Текст для чтения:
И, наверно, последний вопрос, мне кажется, ключевой, один из ключевых. Как убедить людей, что «Спутник V», которым я делал себе прививку, наверняка вы, не знаю…

И я делал, да, конечно.

И вы делали, я убежден был в этом, хотя не знал. И так далее, что он, как показывает уже накопленный массив данных и информации, эффективен и безопасен. Как убедить в этом людей, которые по-прежнему не готовы в это верить и их так много?

Во всех, я не знаю, передачах или разговорах мы говорим всегда одно и то же, в общем-то, что нужно, первое ― нужно говорить правду. С народом нужно говорить правдиво и открыто, нужно в данном случае предоставить все сведения, которые у нас есть в отношении нашей клинической эффективности по данным клинических испытаний, сделать очень хороший и объективный метаобзор в отношении данных, которые уже собрали по «Спутнику» иностранные государства, которые его применяют, и, соответственно, открыть полностью ежедневную статистику по количеству госпитализаций, людей, находящихся на ИВЛ в тяжелом состоянии и умирающих, с вакциной, с вакциной с пропущенным, условно, сроком действия и, соответственно, не вакцинированных.

И при этом, конечно же, понимать, что среди умирающих будут попадаться люди вакцинированные, но с этим нужно разбираться отдельно и объяснять людям, что среди тех, кто умер с вакциной, могли быть люди, у которых это индивидуальная особенность иммунитета, от этого никуда не денешься, это могли быть люди с купленными сертификатами. Честно говоря, это интересный отдельный вопрос, мне казалось, что людей, которые покупают сертификаты и не делают вакцину, может быть, тысячи, может быть, максимум десятки тысяч, а то, что в последнее время опубликовано о полумиллионе данных только по подмосковскому региону ― это слишком много.

Мы не знаем на самом деле, как относиться к этой информации, мы не знаем, честно говоря, я так и не понимаю, правда это или нет. Я бы осторожно пока смотрел на эти цифры.

Да, конечно, конечно. И мы должны понимать, что мы должны прекратить явную контрпропаганду в отношении западных вакцин, мы должны дать слово специалистам и каким-то образом выстроить экспертную единую линию в отношении мифов и в отношении откровенного вранья и непрофессиональных разговоров, которые сейчас просто заполонили все нашу медиасферу, всю заполонили.

Исходные данные:
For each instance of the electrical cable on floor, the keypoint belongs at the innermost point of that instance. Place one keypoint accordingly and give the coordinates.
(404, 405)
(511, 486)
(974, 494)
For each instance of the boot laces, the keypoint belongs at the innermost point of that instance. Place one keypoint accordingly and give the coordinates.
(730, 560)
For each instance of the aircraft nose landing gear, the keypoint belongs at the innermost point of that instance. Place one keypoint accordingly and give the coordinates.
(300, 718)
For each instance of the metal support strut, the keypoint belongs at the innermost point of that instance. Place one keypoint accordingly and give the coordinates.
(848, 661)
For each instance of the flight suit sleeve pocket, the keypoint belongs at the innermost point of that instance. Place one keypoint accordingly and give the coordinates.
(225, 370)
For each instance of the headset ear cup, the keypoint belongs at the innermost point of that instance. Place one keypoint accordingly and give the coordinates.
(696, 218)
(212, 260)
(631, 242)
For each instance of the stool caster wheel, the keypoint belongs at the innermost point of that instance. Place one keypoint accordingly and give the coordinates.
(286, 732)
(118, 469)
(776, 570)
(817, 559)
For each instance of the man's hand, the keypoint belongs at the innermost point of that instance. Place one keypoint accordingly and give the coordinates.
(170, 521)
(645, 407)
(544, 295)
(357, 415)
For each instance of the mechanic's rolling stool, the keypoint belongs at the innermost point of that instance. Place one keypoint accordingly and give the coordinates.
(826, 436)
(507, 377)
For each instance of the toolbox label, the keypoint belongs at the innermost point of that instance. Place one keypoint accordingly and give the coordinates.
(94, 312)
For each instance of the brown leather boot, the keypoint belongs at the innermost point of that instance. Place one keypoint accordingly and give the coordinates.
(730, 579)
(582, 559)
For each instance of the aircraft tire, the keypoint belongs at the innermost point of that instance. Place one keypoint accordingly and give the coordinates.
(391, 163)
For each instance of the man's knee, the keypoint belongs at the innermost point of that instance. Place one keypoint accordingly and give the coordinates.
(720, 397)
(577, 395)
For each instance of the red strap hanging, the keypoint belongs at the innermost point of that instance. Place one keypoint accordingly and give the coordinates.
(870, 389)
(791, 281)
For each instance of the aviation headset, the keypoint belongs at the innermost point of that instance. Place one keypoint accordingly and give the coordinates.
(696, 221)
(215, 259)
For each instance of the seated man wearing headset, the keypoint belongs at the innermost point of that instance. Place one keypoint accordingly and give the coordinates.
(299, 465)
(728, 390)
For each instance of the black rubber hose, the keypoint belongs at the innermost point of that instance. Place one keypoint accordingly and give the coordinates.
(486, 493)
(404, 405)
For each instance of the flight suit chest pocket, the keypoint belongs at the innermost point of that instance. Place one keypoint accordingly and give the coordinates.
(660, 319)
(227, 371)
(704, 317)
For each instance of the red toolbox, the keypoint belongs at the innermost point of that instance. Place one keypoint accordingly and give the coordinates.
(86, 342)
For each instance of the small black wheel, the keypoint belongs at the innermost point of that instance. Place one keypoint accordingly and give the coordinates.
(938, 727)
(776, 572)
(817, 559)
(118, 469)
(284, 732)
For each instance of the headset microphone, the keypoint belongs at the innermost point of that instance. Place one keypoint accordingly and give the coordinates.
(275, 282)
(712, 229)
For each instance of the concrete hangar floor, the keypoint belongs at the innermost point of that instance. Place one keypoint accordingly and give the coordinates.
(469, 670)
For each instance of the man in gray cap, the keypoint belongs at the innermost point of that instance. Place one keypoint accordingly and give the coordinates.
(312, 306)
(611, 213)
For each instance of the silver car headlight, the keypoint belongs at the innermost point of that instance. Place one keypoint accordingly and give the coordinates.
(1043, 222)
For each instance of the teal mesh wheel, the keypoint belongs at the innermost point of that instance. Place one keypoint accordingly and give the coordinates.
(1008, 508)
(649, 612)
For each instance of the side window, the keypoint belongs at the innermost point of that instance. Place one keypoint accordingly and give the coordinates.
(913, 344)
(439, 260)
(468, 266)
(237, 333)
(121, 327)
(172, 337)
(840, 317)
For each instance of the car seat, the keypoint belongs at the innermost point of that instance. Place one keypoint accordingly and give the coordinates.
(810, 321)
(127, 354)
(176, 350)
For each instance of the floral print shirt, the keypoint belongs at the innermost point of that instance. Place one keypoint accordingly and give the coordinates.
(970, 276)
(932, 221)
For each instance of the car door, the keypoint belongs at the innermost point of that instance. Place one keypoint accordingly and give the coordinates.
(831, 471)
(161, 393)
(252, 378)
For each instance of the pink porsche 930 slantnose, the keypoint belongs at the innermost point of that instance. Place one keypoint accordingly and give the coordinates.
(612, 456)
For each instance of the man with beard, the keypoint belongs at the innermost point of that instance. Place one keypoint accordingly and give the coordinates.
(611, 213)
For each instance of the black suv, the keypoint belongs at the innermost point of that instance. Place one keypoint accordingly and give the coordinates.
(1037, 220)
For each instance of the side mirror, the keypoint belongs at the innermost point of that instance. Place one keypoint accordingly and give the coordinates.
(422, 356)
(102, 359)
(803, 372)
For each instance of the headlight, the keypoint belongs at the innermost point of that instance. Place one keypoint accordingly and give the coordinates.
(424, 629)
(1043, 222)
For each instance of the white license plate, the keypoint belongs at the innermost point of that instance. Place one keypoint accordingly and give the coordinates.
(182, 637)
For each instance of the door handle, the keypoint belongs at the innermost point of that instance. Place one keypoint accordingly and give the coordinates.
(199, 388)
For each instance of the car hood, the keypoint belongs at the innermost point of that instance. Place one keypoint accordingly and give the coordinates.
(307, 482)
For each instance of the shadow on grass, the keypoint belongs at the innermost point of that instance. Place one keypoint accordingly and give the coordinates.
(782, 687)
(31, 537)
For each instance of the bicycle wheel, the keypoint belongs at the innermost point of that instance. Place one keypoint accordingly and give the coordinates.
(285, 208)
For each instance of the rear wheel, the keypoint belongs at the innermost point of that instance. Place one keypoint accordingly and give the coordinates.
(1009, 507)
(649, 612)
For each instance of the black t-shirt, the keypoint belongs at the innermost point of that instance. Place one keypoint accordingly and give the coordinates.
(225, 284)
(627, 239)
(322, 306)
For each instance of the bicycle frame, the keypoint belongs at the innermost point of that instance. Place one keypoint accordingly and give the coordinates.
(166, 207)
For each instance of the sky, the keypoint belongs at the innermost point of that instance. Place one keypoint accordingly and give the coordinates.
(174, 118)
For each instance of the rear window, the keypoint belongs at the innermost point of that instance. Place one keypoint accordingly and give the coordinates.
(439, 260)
---
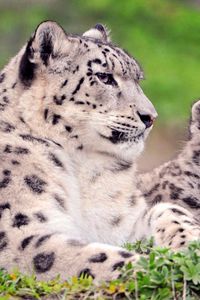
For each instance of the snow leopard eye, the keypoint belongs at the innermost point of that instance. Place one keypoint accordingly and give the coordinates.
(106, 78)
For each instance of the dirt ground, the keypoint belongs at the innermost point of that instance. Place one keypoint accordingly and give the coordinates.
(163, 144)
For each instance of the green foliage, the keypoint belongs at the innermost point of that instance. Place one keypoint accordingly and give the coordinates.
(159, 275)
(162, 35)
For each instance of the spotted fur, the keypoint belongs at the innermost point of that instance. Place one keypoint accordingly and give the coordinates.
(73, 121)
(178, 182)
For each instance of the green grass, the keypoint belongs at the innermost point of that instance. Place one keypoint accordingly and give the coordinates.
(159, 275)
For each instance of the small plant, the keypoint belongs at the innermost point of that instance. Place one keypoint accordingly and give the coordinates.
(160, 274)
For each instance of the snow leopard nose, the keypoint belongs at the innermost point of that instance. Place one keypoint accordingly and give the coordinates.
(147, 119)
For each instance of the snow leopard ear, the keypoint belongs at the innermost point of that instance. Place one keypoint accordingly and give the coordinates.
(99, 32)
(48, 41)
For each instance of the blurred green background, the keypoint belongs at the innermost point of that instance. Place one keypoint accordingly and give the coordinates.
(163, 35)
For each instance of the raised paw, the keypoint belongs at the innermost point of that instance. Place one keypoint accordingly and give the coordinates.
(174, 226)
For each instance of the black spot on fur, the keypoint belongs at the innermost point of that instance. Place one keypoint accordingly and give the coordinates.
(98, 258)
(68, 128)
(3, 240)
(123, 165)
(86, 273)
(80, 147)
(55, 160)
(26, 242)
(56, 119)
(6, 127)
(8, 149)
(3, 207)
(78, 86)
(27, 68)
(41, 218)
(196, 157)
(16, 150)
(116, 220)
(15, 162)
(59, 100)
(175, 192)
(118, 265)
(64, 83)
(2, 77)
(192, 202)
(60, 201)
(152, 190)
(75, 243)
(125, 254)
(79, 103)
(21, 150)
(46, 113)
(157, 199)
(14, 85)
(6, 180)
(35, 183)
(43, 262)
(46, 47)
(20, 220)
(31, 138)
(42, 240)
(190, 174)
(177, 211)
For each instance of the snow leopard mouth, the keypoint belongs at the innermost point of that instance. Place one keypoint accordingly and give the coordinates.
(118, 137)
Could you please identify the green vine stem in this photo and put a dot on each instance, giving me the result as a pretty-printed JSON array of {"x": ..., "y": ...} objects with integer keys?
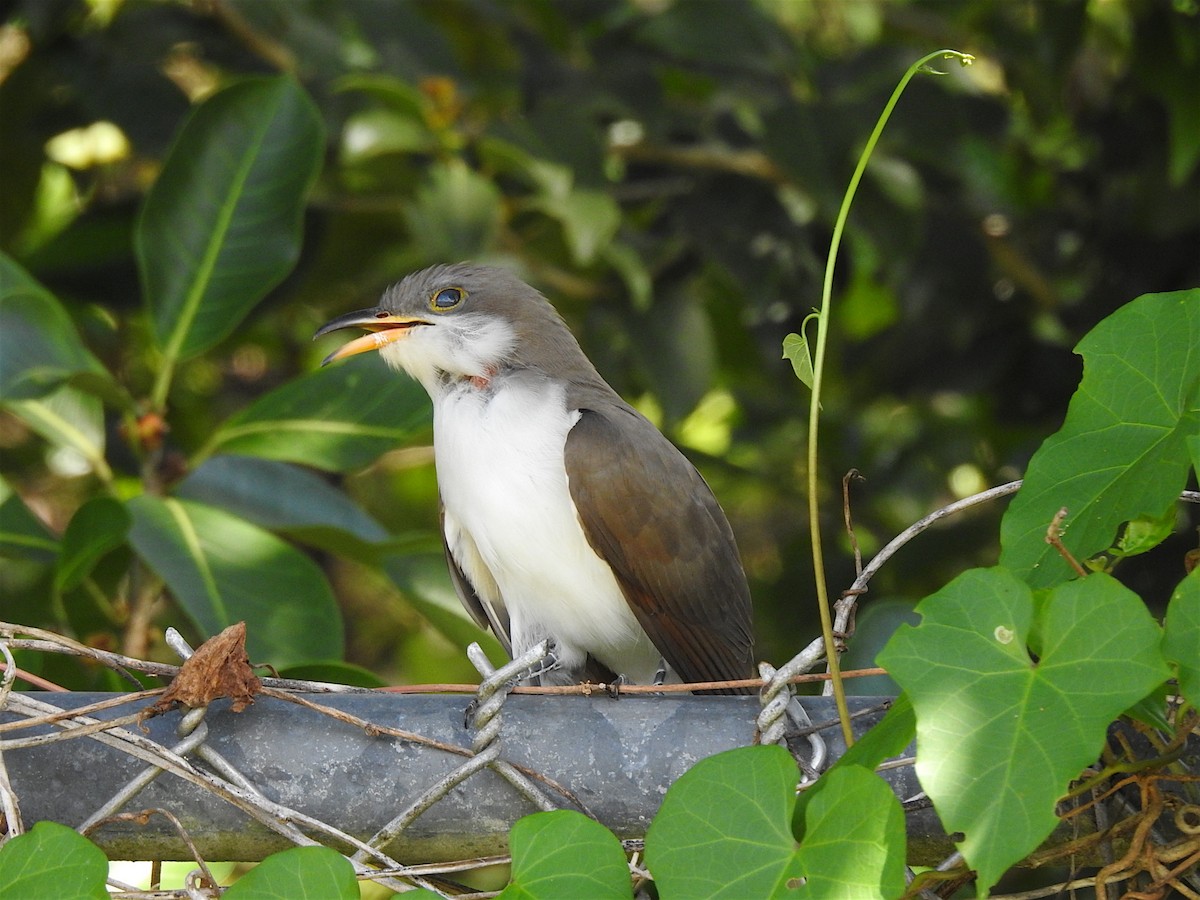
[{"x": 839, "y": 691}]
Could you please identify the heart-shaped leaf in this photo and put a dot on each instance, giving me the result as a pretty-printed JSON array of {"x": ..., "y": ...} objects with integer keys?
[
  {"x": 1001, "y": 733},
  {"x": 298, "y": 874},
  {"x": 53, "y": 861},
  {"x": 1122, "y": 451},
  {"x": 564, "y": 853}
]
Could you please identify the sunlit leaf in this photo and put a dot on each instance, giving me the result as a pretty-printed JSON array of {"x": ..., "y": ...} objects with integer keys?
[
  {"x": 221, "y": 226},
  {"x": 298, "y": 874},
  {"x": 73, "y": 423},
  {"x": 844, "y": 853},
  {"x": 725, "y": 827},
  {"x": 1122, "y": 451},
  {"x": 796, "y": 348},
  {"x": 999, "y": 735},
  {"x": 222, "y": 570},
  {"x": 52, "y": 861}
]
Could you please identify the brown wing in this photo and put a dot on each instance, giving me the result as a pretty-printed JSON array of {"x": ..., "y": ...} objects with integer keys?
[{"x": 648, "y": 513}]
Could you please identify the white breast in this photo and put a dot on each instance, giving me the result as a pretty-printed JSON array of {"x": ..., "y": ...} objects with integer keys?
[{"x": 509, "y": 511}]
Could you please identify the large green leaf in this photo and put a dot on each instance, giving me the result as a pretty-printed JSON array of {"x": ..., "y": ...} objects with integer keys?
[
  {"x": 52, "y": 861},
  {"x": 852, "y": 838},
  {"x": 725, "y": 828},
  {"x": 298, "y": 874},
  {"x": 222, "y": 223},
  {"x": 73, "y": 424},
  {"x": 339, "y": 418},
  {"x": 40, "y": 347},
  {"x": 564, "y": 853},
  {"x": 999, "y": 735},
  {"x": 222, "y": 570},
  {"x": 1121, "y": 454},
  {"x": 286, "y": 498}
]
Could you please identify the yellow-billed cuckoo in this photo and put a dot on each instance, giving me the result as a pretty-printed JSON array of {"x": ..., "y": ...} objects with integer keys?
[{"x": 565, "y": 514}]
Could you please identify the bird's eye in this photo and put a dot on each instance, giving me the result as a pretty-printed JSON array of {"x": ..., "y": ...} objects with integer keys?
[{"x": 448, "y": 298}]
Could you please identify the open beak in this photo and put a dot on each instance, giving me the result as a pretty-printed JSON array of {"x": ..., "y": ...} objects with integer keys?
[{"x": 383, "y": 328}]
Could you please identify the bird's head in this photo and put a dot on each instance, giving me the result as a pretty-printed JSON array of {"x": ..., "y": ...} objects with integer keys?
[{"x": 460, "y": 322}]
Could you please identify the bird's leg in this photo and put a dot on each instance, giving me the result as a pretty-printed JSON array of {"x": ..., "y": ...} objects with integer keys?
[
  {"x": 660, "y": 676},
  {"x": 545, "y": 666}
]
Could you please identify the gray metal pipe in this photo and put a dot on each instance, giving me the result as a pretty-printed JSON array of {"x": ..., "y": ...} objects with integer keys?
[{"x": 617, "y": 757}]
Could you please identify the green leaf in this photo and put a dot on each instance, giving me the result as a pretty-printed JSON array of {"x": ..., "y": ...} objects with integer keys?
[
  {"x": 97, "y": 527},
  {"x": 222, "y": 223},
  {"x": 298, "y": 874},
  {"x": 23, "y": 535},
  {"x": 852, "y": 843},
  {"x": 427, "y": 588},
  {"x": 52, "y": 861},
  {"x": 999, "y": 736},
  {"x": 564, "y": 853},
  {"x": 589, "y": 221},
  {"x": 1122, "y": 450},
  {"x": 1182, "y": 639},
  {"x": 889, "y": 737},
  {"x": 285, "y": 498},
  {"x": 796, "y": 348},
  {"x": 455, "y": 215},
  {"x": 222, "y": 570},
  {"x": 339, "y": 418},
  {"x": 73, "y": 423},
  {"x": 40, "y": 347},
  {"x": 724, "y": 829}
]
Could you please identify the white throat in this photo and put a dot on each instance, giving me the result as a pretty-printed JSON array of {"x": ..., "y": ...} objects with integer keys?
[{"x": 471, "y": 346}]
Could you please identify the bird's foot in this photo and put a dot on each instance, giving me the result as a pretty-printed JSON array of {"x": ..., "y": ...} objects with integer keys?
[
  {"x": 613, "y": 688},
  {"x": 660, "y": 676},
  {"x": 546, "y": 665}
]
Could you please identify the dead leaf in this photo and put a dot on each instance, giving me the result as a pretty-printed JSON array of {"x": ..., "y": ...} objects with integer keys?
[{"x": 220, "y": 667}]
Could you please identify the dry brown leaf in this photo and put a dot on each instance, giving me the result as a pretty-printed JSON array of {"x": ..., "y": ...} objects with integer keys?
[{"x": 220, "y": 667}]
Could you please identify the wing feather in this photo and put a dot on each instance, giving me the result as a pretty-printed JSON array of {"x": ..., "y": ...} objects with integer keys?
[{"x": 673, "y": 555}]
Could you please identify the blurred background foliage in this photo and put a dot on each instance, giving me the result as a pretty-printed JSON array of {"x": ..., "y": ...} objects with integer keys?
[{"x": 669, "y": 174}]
==
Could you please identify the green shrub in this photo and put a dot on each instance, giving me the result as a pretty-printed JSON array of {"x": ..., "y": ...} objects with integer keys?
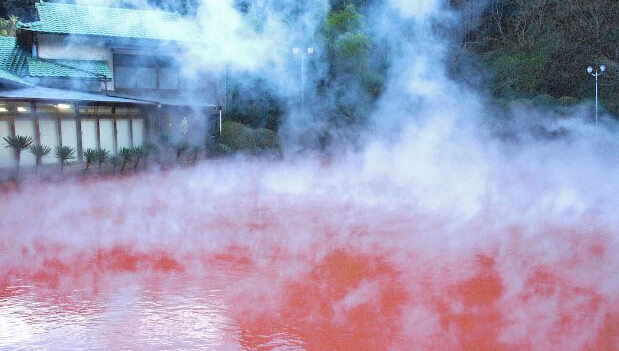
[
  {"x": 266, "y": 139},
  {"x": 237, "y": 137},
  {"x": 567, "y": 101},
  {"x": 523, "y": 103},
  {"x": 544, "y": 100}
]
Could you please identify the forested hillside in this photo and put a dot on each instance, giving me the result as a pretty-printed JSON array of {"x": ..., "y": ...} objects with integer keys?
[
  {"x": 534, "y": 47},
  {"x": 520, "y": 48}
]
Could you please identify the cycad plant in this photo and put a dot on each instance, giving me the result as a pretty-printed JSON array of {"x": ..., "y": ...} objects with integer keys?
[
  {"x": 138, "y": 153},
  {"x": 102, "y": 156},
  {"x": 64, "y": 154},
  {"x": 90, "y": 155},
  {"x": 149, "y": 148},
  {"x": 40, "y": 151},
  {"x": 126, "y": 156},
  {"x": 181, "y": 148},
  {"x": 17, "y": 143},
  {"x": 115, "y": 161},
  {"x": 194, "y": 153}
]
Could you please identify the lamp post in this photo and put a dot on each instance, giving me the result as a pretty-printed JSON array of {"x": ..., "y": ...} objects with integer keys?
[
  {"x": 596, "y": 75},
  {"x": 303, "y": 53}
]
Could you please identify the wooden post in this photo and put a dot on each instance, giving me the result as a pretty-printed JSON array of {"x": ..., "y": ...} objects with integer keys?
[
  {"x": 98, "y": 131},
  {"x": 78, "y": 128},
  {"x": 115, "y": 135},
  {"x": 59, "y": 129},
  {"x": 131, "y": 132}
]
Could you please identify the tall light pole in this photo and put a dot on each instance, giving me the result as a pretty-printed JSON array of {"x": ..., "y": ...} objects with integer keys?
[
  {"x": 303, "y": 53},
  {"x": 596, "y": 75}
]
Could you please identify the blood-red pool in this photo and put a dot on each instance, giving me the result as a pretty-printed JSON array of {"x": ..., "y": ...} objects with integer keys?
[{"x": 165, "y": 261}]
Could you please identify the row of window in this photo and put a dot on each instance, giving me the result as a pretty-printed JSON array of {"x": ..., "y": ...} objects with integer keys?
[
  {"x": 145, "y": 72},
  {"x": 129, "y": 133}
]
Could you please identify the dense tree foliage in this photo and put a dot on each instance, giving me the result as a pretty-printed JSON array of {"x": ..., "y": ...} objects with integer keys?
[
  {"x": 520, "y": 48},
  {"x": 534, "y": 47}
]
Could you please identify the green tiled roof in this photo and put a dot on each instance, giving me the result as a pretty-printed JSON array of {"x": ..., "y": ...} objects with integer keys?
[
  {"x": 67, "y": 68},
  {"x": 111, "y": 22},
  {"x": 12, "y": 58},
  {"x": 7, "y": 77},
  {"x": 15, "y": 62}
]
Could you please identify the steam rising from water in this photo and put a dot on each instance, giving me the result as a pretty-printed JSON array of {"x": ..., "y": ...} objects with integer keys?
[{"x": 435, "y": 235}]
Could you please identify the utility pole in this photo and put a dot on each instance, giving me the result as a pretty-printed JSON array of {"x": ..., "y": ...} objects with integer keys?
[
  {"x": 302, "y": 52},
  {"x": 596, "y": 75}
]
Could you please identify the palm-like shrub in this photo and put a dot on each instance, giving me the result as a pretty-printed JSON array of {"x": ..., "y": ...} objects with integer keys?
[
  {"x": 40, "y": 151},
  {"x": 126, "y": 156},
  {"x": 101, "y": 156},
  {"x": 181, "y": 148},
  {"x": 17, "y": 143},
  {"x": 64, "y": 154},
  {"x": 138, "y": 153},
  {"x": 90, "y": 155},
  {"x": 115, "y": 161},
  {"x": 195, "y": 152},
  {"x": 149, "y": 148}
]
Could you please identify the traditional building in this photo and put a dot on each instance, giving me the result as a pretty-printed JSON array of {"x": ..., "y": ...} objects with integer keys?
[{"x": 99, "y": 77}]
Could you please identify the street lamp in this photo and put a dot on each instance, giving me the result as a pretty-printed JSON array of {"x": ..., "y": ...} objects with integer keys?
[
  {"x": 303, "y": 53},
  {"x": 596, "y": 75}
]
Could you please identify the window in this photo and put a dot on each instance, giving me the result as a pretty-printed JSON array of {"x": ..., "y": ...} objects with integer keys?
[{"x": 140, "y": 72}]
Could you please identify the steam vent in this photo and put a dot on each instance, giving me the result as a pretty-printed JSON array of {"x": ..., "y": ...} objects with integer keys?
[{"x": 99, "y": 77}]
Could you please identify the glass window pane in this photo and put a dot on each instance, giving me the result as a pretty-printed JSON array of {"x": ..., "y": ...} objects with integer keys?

Вопросы к тексту:
1 > Перепишите без изменений отрывок из текста для чтения, который начинается со слов «И, наверно, последний» и заканчивается словами «их так много?».
2 > Перескажите в виде краткого списка абзац текста для чтения, начинающийся словами «Во всех, я не знаю, передачах». Сохраните его основные факты.
3 > Что, согласно тексту для чтения, нужно прекратить в отношении западных вакцин?

Ответы к заданиям:
1 >
И, наверно, последний вопрос, мне кажется, ключевой, один из ключевых. Как убедить людей, что «Спутник V», которым я делал себе прививку, наверняка вы, не знаю…

И я делал, да, конечно.

И вы делали, я убежден был в этом, хотя не знал. И так далее, что он, как показывает уже накопленный массив данных и информации, эффективен и безопасен. Как убедить в этом людей, которые по-прежнему не готовы в это верить и их так много?

2 >
- Говорить с народом правдиво и открыто.
- Предоставить все сведения о клинической эффективности вакцины по данным клинических испытаний.
- Сделать объективный метаобзор данных о «Спутнике», собранных применяющими его иностранными государствами.
- Полностью открыть ежедневную статистику по госпитализациям, людям на ИВЛ в тяжелом состоянии и умирающим. Статистику следует вести отдельно для вакцинированных, для вакцинированных с условно пропущенным сроком действия вакцины и для невакцинированных.

3 > Явную контрпропаганду.